AIM OF THE TASK :: Exactly as written, transcribe the data that follows.

RECORDS FOR THE TASK below:

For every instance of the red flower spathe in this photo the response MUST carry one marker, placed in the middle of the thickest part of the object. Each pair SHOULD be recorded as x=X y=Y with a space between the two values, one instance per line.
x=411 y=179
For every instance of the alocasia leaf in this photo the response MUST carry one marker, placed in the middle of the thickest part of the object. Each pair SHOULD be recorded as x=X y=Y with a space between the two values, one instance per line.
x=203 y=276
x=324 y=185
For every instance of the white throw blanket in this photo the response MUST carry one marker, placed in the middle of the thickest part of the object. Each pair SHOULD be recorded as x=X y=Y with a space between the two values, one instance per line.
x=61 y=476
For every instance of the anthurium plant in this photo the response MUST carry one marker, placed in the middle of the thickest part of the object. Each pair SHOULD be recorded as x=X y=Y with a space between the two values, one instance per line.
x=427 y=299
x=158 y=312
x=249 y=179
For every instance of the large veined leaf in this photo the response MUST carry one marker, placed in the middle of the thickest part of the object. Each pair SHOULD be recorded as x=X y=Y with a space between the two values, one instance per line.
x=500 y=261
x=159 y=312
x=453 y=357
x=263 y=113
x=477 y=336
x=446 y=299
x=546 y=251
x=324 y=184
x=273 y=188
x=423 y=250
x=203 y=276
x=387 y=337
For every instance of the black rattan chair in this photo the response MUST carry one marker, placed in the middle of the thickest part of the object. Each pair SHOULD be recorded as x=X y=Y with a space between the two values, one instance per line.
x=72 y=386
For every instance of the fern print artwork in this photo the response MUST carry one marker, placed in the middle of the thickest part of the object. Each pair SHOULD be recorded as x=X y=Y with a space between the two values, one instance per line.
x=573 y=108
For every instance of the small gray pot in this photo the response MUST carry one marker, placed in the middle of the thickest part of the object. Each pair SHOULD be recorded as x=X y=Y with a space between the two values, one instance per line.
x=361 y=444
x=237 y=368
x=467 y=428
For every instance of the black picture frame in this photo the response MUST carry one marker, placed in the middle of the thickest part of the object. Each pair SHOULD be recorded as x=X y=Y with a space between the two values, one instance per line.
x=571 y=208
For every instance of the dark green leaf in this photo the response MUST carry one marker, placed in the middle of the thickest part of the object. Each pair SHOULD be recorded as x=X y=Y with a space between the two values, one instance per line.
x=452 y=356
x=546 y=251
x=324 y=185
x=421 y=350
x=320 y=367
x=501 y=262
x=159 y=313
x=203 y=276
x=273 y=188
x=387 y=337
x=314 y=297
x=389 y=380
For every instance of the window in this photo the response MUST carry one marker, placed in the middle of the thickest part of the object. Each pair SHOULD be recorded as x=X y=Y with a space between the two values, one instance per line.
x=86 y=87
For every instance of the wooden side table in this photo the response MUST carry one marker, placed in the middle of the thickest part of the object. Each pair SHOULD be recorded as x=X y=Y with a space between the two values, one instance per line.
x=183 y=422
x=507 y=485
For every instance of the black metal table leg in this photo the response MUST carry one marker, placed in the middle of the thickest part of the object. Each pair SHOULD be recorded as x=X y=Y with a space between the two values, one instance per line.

End of RECORDS FOR THE TASK.

RESPONSE TO THIS TASK ::
For every instance of the red flower spathe in this photo the response MUST carry one marker, placed in the middle of the thickest part of the object. Each pair SHOULD be recorded as x=X y=Y with a space between the two values, one instance per line.
x=411 y=179
For every instance of the alocasia leaf in this photo the response MUST carry one marker, placed in the middle of the thickest part of the object. Each pair SHOULD be recorded as x=X y=Y with a space between the two values, one instance per line.
x=203 y=276
x=324 y=185
For every instance of the white throw blanket in this photo the response MUST carry one marker, placed in the middle of the thickest part of the object. Each pair SHOULD be recorded as x=X y=Y with a space between the two values, one instance per line.
x=61 y=476
For every instance of the anthurium plant in this photo the response MUST carry one marker, placed in the middle of the thickest part of the object. Each pair SHOULD be recorded as x=X y=Y with a space between the two values, one instance per line.
x=427 y=299
x=158 y=312
x=249 y=179
For every instance of the large veined leaf in this photo the response MUST carry one marker, placed in the middle of the thickest part of the object. Each pair SHOULD be recorded as x=X y=Y with a space between the two values, one instance per line.
x=500 y=261
x=159 y=312
x=453 y=357
x=263 y=113
x=477 y=336
x=446 y=299
x=546 y=251
x=324 y=184
x=273 y=188
x=423 y=250
x=203 y=276
x=387 y=337
For every instance of the black rattan chair in this photo the response MUST carry one marker, placed in the middle of the thickest part of the object. Each pair SHOULD be recorded as x=X y=Y with a space between the two values, one instance per line.
x=72 y=386
For every instance of the fern print artwork in this photo the response MUST carry one marker, placed in the middle of the thickest part of the object. Each pair SHOULD be recorded as x=X y=Y with a space between the two values, one instance per line.
x=573 y=108
For every instance of the small gray pot in this photo the response MUST carry one marker, placed in the middle of the thickest part of the object. Each pair SHOULD be recorded as x=X y=Y with a space between the two values, one instance per line.
x=361 y=444
x=237 y=368
x=467 y=428
For every instance of the black picture frame in this photo the response MUST carry one marker, placed in the middle of the thickest part of the object. Each pair SHOULD be recorded as x=X y=Y with a space between the two values, one instance per line.
x=571 y=208
For every instance of the dark green leaf in this photo the response MUST carry one marker, placed in the middle of the thickest part of the object. Each pair SHOULD be recorded as x=X y=Y with a space between the two values, one instance per line.
x=452 y=356
x=546 y=251
x=324 y=185
x=421 y=350
x=320 y=367
x=501 y=262
x=159 y=313
x=203 y=276
x=273 y=188
x=387 y=337
x=314 y=297
x=389 y=380
For every instance of the window in this photo the response MUST carry one marker, placed in the middle of the thickest part of the object. Each pair SHOULD be recorded as x=X y=Y with a space between the two values, one instance per line.
x=86 y=87
For every instance of the wooden side table in this photo the response MUST carry one marker, placed in the middle of the thickest part of the object. Each pair SHOULD be recorded as x=X y=Y with a space between the two values, one instance per line.
x=183 y=422
x=507 y=485
For every instance of the black metal table leg in this photo the response MUST carry one marker, placed in the middle of the thickest part of the object. Each pair SHOULD be recorded as x=X y=Y with a space between the two values, one instance per line.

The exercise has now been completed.